*Quoted passage*
▬▬▬▬▬▬▬▬▬▬

CULTURAL AMBASSADOR
Jarred Reneau, Mississippi State aerospace graduate student, is the latest Rotary Cultural Ambassadorial Scholar sponsored by our Club. Recently returned from Japan, he reports on his experience today.
NEXT WEEK
Chris Blount, executive director of the Wilson Research Foundation at Jackson’s Methodist Rehabilitation Center, will detail the institution’s support of research on stroke, and brain and spinal injuries.
LAST WEEK
Invocation and Pledge: O.A. Cleveland
Attendance: There were 105 members (32 exempt) present and 86 (17 exempt, 12 honorary) absent.
Guests and visitors: Guests were Michelle Garroway and Rachael Hicks of Debra Hicks, and Lori Bruce of Donna Reese. Club guests were Youth Exchange Students Kasper Eriksen and Francesa Scaravelli.

▬▬▬▬▬▬▬▬▬▬

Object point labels
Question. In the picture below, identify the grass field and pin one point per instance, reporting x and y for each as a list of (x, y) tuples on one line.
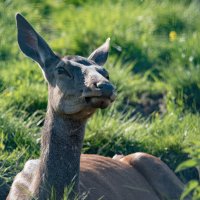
[(154, 62)]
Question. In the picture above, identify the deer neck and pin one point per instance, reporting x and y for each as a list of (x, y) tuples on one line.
[(60, 158)]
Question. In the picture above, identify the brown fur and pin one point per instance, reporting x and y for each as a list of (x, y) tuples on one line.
[(77, 87)]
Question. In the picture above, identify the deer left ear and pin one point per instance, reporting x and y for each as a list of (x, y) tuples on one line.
[(100, 55)]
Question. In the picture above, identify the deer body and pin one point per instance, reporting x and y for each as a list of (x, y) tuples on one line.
[(77, 86)]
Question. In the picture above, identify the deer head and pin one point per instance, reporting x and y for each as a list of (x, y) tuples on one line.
[(77, 85)]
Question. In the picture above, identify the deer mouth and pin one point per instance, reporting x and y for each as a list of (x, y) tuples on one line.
[(99, 101)]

▬▬▬▬▬▬▬▬▬▬

*Tasks for this exercise*
1) In the Rotary club newsletter, who gave the invocation and pledge last week?
2) Based on the Rotary club newsletter, explain why Jarred Reneau is reporting to the club today.
3) Continue the Rotary club newsletter from its final line.

*Expected outputs*
1) O.A. Cleveland

2) Jarred Reneau is the latest Rotary Cultural Ambassadorial Scholar sponsored by the club. He has recently returned from Japan, so he is reporting on his experience there.

3)
Rotary Minute: Shelton Jones brought a “message from beyond,” invoking a saying of his late father. Rotarian Tom Jones would say, “If a man can just get a little elbow room, he has a very good chance of being self-sufficient and providing for his family.” Applying his father’s wisdom to the District 6820 Kenyan water project, Shelton reported that about $33,000 has been raised with more than $10,000 from our club. This is well over halfway to our goal of $100 per member. Forty-seven members have contributed $4,600. He expressed special thanks for Tommy Prentice’s creative and clever challenges
ON STAGE
In keeping with a theatrical theme, President Martha presented our annual support donation to Krista Vowell, Starkiville community theatre board president. Vowell expressed thanks for Rotary’s support and invited members to the next performance of The Dixie Swim Club.
FRIENDS OF SCOUTING
Ernie George invites all Rotarians interested in the local Boy Scouts of America program to an information session tomorrow afternoon at 4:30 at Bulldog Deli. The Pushmataha Area Council executive and advisory boards will be launching this year’s Friends of Scouting. Our club sponsors the annual campaign.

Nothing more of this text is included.